Starting with the line that contains "Query: white countertop", set down each line through the end of the entries below, exactly and with nothing added.

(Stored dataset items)
• • • • •
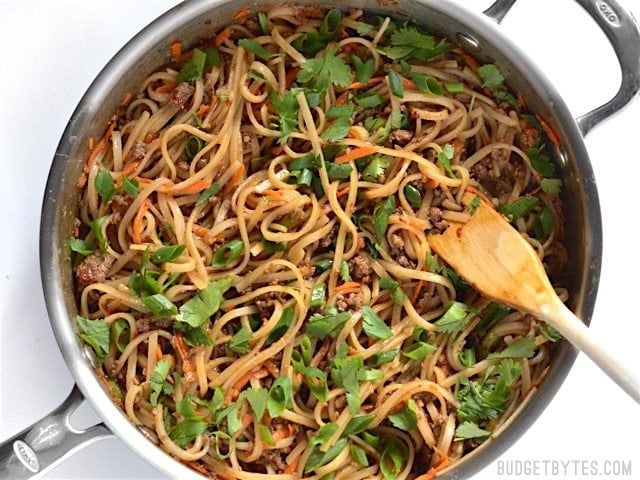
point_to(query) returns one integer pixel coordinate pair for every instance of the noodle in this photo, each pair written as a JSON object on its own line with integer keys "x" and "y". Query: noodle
{"x": 252, "y": 258}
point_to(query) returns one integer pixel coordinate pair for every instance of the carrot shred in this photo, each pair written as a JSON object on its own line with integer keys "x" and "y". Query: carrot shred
{"x": 291, "y": 467}
{"x": 347, "y": 286}
{"x": 165, "y": 88}
{"x": 469, "y": 60}
{"x": 222, "y": 36}
{"x": 360, "y": 85}
{"x": 343, "y": 191}
{"x": 176, "y": 50}
{"x": 549, "y": 130}
{"x": 442, "y": 464}
{"x": 235, "y": 179}
{"x": 243, "y": 12}
{"x": 416, "y": 290}
{"x": 183, "y": 352}
{"x": 196, "y": 187}
{"x": 203, "y": 110}
{"x": 137, "y": 222}
{"x": 356, "y": 153}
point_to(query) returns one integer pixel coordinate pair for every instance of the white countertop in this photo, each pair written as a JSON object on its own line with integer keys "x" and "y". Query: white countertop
{"x": 51, "y": 51}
• • • • •
— Written response —
point_to(query) returns one integer pixel coordinate pair for every instance of the white countertop in this photo, each pair written as a JSON object on its own line with integer keys "x" and "y". Query: white countertop
{"x": 51, "y": 51}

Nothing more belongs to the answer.